**EXERCISE INPUTS**
○ ○ ○ ○ ○ ○ ○

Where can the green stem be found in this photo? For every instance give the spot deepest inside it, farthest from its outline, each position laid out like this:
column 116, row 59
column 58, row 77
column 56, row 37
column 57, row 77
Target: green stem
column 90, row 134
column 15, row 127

○ ○ ○ ○ ○ ○ ○

**EXERCISE BRIEF**
Reproduce each of the records word for word.

**TASK RESPONSE**
Where can the green stem be found in this photo? For every instance give the spot deepest inside it, farthest from its outline, each position laid out like this:
column 116, row 59
column 58, row 77
column 56, row 37
column 57, row 77
Target: green stem
column 90, row 134
column 15, row 127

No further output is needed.